◆ GIVEN DATA ◆
◇ ◇ ◇ ◇ ◇ ◇ ◇

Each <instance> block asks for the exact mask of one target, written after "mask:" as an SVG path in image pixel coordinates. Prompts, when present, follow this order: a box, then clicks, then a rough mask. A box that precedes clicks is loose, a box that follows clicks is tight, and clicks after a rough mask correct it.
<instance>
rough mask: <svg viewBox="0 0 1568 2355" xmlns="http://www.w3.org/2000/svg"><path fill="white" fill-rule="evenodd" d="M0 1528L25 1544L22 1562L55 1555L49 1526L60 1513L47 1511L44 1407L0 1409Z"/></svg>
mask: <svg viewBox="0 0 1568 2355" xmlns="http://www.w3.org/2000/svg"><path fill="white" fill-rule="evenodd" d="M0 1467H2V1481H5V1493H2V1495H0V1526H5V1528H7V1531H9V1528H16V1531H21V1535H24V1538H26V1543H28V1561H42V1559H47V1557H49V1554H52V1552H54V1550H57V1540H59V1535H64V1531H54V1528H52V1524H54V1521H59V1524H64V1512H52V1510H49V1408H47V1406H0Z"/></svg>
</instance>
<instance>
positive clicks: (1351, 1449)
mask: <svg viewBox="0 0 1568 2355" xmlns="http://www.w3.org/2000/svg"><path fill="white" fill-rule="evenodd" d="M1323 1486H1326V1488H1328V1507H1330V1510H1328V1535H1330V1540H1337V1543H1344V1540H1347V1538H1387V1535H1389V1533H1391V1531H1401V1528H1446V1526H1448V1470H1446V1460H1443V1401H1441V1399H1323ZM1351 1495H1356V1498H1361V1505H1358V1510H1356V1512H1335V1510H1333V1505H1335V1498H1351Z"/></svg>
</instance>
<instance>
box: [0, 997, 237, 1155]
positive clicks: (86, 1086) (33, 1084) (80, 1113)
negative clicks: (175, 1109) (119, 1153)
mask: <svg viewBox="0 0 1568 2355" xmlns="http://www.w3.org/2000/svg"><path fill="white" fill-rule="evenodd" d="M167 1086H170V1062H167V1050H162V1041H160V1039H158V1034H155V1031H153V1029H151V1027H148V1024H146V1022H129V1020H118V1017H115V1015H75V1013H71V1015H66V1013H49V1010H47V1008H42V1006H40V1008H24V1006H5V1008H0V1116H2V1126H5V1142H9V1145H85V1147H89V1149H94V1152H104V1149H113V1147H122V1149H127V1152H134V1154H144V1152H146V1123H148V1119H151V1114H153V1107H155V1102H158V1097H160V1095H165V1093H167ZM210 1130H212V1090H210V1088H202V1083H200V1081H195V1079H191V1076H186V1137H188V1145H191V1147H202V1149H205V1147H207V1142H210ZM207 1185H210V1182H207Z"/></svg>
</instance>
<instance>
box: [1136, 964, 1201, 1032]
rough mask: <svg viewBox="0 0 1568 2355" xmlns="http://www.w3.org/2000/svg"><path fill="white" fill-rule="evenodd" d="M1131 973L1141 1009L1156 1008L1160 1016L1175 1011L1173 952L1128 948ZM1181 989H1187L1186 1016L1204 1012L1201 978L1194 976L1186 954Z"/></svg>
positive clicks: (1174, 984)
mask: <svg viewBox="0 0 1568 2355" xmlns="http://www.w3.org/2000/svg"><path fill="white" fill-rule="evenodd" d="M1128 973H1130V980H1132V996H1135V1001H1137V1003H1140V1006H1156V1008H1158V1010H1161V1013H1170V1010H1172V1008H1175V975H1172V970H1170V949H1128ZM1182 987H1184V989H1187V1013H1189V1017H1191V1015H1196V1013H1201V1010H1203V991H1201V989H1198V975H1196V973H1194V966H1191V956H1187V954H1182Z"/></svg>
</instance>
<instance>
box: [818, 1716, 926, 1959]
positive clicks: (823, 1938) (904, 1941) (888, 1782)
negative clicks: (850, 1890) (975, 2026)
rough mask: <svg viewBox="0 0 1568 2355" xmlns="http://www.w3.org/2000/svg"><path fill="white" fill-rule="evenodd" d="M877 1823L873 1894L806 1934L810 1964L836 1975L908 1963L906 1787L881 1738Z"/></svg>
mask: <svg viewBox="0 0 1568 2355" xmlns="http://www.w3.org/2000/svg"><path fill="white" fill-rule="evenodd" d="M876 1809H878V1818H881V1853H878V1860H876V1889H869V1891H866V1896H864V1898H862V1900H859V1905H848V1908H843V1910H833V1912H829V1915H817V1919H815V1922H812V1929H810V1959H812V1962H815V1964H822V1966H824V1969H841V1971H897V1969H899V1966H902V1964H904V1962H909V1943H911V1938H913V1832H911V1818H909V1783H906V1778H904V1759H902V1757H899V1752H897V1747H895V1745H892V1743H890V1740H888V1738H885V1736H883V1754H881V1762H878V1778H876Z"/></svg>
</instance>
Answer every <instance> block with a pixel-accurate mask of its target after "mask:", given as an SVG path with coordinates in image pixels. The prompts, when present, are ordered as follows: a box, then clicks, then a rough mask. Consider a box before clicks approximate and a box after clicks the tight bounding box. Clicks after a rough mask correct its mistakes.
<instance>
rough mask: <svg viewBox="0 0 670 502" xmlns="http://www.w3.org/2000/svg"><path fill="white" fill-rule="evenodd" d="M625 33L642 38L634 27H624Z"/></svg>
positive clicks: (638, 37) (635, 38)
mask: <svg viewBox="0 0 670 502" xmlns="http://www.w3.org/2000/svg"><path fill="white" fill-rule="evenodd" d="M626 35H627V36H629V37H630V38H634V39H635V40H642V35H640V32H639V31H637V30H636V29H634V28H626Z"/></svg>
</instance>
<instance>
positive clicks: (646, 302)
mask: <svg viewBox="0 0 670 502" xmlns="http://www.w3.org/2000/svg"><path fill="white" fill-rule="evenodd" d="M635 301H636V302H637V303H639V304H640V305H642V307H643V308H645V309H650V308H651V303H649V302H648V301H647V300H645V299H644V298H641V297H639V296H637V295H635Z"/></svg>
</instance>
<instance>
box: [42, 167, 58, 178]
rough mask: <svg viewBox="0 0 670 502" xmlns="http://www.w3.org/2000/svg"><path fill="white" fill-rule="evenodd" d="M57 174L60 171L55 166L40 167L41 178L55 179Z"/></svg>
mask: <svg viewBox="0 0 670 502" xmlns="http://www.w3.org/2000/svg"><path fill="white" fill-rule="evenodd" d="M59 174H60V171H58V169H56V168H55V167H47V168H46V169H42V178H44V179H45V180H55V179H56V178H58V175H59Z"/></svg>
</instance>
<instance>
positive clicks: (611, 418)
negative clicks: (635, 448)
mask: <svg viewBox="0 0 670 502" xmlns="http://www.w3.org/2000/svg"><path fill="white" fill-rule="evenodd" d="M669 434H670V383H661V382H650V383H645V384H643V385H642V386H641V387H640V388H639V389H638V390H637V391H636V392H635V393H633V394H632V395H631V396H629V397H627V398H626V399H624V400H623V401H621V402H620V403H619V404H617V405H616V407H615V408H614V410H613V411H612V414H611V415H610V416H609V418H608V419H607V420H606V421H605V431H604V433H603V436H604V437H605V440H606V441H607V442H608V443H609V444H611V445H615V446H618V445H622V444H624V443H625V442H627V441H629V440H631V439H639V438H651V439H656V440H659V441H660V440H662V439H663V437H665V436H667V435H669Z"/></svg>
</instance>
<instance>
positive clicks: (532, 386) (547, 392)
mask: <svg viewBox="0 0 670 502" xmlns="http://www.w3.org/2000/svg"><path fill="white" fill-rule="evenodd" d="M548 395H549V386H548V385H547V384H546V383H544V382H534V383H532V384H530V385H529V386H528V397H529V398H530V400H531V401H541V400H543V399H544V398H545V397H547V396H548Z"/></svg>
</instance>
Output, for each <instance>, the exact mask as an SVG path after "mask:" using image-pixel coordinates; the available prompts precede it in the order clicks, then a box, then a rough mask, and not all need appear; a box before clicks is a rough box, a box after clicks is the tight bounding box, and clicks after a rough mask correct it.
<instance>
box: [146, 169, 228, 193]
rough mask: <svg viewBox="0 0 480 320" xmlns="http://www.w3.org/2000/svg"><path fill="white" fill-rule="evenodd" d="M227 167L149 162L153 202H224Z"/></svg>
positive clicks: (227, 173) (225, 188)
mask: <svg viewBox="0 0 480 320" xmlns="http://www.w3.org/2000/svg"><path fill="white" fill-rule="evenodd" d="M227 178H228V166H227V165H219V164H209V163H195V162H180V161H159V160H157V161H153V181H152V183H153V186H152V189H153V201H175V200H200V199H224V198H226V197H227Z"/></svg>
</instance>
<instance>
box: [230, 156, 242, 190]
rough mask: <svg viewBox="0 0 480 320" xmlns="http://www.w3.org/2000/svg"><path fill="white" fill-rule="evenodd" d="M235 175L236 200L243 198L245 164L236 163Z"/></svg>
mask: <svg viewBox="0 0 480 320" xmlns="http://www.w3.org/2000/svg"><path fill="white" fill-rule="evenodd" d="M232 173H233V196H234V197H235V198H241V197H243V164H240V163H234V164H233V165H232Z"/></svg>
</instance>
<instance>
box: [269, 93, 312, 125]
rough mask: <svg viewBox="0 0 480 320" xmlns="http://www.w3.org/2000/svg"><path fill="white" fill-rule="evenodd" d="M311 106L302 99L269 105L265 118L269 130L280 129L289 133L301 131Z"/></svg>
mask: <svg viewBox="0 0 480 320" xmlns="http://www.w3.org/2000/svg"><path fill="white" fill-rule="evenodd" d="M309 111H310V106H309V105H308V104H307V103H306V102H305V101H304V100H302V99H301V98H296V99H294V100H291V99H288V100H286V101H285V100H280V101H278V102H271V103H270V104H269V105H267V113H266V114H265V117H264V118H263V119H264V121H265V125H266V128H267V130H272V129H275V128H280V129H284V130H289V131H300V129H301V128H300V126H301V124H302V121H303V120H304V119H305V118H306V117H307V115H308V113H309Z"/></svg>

◇ ◇ ◇ ◇ ◇ ◇ ◇

◆ PROBLEM TO SOLVE ◆
Find the string "then" in the listing and copy every line in which it occurs.

◆ ANSWER SPACE ◆
Each <instance> block asks for the exact mask of one target, written after "mask:" as an SVG path in image pixel coordinates. Prompts, when present, follow this order: a box, then clicks, then a rough mask. A box that precedes clicks is loose, a box that follows clicks is tight, and clicks after a rough mask correct it.
Answer every <instance> block with a pixel-accurate mask of its target after "mask:", given as an SVG path with coordinates in image pixels. The prompts, when present, are ordered as follows: a box, then clicks, then a rough mask. Consider a box before clicks approximate and a box after clicks the tight bounding box. Clicks after a rough mask correct its mistakes.
Output, for each <instance>, the exact mask as an SVG path after "mask:" using image-pixel coordinates; the available prompts precede it in the order clicks, then a box, then a rough mask, and not all need appear; a box before clicks is a rough box, a box after clicks is the tight bounding box, and clicks after a rough mask correct it.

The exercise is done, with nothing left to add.